- _Written request_:
Emit the data below verbatim, stripping out any pictures.

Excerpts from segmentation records
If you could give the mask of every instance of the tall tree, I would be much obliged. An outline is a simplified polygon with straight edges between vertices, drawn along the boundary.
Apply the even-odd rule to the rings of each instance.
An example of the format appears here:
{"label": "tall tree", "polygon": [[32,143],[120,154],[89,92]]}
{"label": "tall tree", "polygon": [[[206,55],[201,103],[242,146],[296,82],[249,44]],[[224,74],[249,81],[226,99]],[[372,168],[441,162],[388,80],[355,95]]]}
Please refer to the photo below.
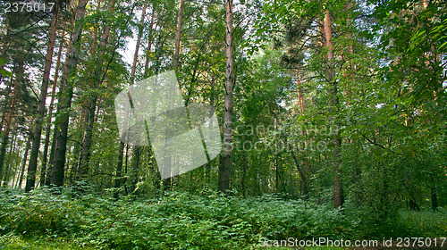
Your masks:
{"label": "tall tree", "polygon": [[219,190],[227,193],[230,189],[232,150],[232,91],[234,88],[234,58],[232,45],[232,0],[226,1],[225,39],[225,100],[224,111],[224,152],[219,164]]}
{"label": "tall tree", "polygon": [[[108,12],[113,12],[114,9],[114,1],[109,2]],[[97,53],[97,56],[95,61],[95,72],[93,82],[90,84],[91,90],[93,93],[91,94],[91,97],[88,99],[87,102],[87,116],[85,119],[85,130],[82,139],[82,150],[80,158],[80,169],[78,171],[78,178],[84,177],[87,174],[87,168],[89,166],[89,159],[90,159],[90,147],[93,138],[93,126],[95,124],[95,112],[97,109],[97,103],[98,94],[96,92],[97,88],[100,86],[101,82],[104,80],[104,76],[107,72],[108,69],[104,71],[104,59],[105,59],[105,51],[106,50],[107,43],[110,38],[111,25],[107,24],[104,29],[104,33],[101,36],[101,43],[100,49]],[[104,72],[103,72],[104,71]]]}
{"label": "tall tree", "polygon": [[40,87],[40,95],[38,96],[38,105],[36,122],[32,132],[31,154],[30,155],[30,164],[28,166],[27,184],[25,192],[30,192],[34,188],[36,181],[36,171],[38,169],[38,149],[40,146],[40,137],[42,135],[42,123],[46,111],[46,95],[50,79],[51,64],[53,62],[53,52],[55,48],[55,40],[57,30],[57,18],[59,14],[59,0],[55,0],[51,18],[51,25],[48,36],[48,46],[46,47],[46,56],[45,59],[44,76],[42,86]]}
{"label": "tall tree", "polygon": [[40,187],[45,185],[45,179],[46,176],[46,162],[48,158],[48,147],[50,143],[50,133],[51,133],[51,118],[53,116],[53,110],[55,109],[55,91],[57,87],[57,80],[59,79],[59,70],[61,68],[61,56],[62,51],[63,49],[65,41],[65,30],[62,32],[61,41],[59,45],[59,52],[57,53],[57,61],[56,67],[55,71],[55,78],[53,79],[53,87],[51,90],[51,100],[50,106],[48,109],[48,114],[46,117],[46,129],[45,129],[45,141],[44,141],[44,152],[42,154],[42,167],[40,170]]}
{"label": "tall tree", "polygon": [[173,52],[173,68],[176,69],[179,65],[180,42],[181,38],[181,20],[183,18],[183,6],[185,0],[180,0],[179,13],[177,14],[177,30],[175,32],[175,46]]}
{"label": "tall tree", "polygon": [[[332,125],[333,127],[338,126],[337,124],[337,115],[338,112],[338,86],[335,80],[335,66],[333,62],[333,45],[332,41],[332,28],[331,28],[331,16],[328,9],[328,5],[325,5],[325,13],[324,19],[324,29],[325,29],[325,47],[327,50],[327,74],[326,80],[329,84],[329,104],[332,115]],[[340,176],[340,146],[342,141],[339,138],[339,134],[334,135],[333,139],[334,144],[333,153],[333,206],[335,208],[342,206],[342,181]]]}
{"label": "tall tree", "polygon": [[11,97],[11,104],[9,105],[8,114],[6,115],[4,125],[4,132],[3,134],[2,145],[0,146],[0,181],[3,179],[4,175],[4,155],[6,154],[6,146],[8,145],[9,134],[11,132],[11,124],[13,120],[13,113],[14,112],[15,104],[17,102],[17,92],[19,91],[19,82],[23,77],[24,65],[23,58],[20,56],[17,62],[16,76],[14,79],[13,96]]}
{"label": "tall tree", "polygon": [[68,124],[70,120],[70,109],[73,96],[73,76],[80,58],[80,36],[82,33],[82,19],[86,12],[88,0],[79,0],[74,21],[74,30],[72,34],[72,49],[68,55],[67,73],[62,79],[63,93],[60,96],[60,102],[57,105],[57,112],[61,114],[56,119],[55,129],[55,150],[53,164],[52,184],[62,186],[63,184],[63,169],[65,166],[65,157],[67,151]]}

- _Task result_:
If you could give the mask of every instance of the tall tree, I would be much obliged. An outline is a simplified polygon with straight edges between vertices, drawn along the boundary.
Apply the even-odd rule to the rings of each instance.
An example of the format appears here:
{"label": "tall tree", "polygon": [[32,143],[120,154],[89,92]]}
{"label": "tall tree", "polygon": [[[206,55],[201,103],[242,146],[296,82],[249,44]],[[224,74],[249,81],[226,99]],[[372,168],[441,162],[388,80],[355,95]]]}
Please refer to the photo below.
Your masks:
{"label": "tall tree", "polygon": [[219,190],[227,193],[230,189],[232,150],[232,91],[234,88],[234,58],[232,45],[232,0],[226,1],[225,39],[225,100],[224,111],[224,152],[219,164]]}
{"label": "tall tree", "polygon": [[[108,12],[113,12],[114,9],[114,1],[109,2]],[[97,53],[97,56],[95,61],[95,72],[93,82],[90,84],[91,90],[93,93],[91,94],[91,97],[88,99],[87,102],[87,116],[85,119],[85,130],[82,139],[82,150],[80,158],[80,169],[78,171],[78,178],[84,177],[87,174],[87,168],[89,166],[89,159],[90,159],[90,147],[93,138],[93,126],[95,124],[95,112],[97,109],[97,103],[98,94],[96,92],[97,88],[100,86],[101,82],[104,80],[104,76],[107,72],[108,69],[104,71],[104,59],[105,59],[105,51],[106,50],[107,43],[110,38],[111,25],[107,24],[104,29],[104,33],[101,36],[101,43],[100,49]],[[104,72],[103,72],[104,71]]]}
{"label": "tall tree", "polygon": [[40,87],[40,95],[38,96],[38,105],[36,122],[32,132],[31,154],[30,155],[30,164],[28,166],[27,184],[25,192],[30,192],[34,188],[36,181],[36,171],[38,169],[38,149],[40,146],[40,137],[42,135],[42,123],[46,111],[46,95],[50,79],[51,64],[53,62],[53,52],[55,48],[55,40],[57,30],[57,18],[59,14],[59,0],[55,0],[51,18],[51,25],[48,36],[48,46],[46,47],[46,56],[45,59],[44,76],[42,86]]}
{"label": "tall tree", "polygon": [[40,187],[45,185],[45,179],[46,176],[46,162],[48,158],[48,147],[50,143],[50,133],[51,133],[51,118],[53,116],[53,110],[55,109],[55,91],[57,87],[57,80],[59,79],[59,70],[61,68],[61,56],[62,51],[63,49],[65,41],[65,30],[62,32],[61,41],[59,45],[59,52],[57,53],[57,61],[56,67],[55,71],[55,78],[53,79],[53,87],[51,90],[51,100],[50,106],[48,109],[48,114],[46,117],[46,129],[45,129],[45,141],[44,141],[44,152],[42,154],[42,167],[40,170]]}
{"label": "tall tree", "polygon": [[173,52],[173,68],[176,69],[179,65],[180,42],[181,38],[181,20],[183,18],[183,6],[185,0],[180,0],[179,13],[177,14],[177,30],[175,32],[175,46]]}
{"label": "tall tree", "polygon": [[[332,125],[333,127],[338,126],[337,124],[337,115],[338,112],[338,86],[335,80],[335,66],[333,62],[333,45],[332,41],[332,28],[331,28],[331,16],[328,9],[328,5],[325,5],[325,13],[324,19],[324,29],[325,29],[325,47],[327,50],[327,74],[326,80],[329,84],[329,104],[332,115]],[[340,176],[340,146],[342,141],[339,138],[339,134],[334,135],[333,139],[334,144],[333,153],[333,206],[335,208],[342,206],[342,181]]]}
{"label": "tall tree", "polygon": [[11,97],[11,104],[9,105],[8,114],[6,115],[4,125],[4,132],[3,134],[2,145],[0,146],[0,181],[3,179],[4,175],[4,155],[6,154],[6,146],[8,145],[9,134],[11,132],[11,124],[13,120],[13,113],[14,112],[15,104],[17,102],[17,92],[19,91],[19,82],[23,77],[24,65],[23,58],[20,56],[17,62],[16,76],[14,79],[13,96]]}
{"label": "tall tree", "polygon": [[68,124],[70,120],[70,109],[73,96],[73,76],[80,58],[80,36],[82,33],[82,19],[86,12],[88,0],[79,0],[74,21],[74,30],[72,34],[72,49],[68,55],[67,73],[62,79],[63,93],[60,96],[60,102],[57,105],[57,112],[61,114],[56,119],[55,129],[55,150],[53,164],[52,184],[62,186],[63,184],[63,169],[65,166],[65,157],[67,151]]}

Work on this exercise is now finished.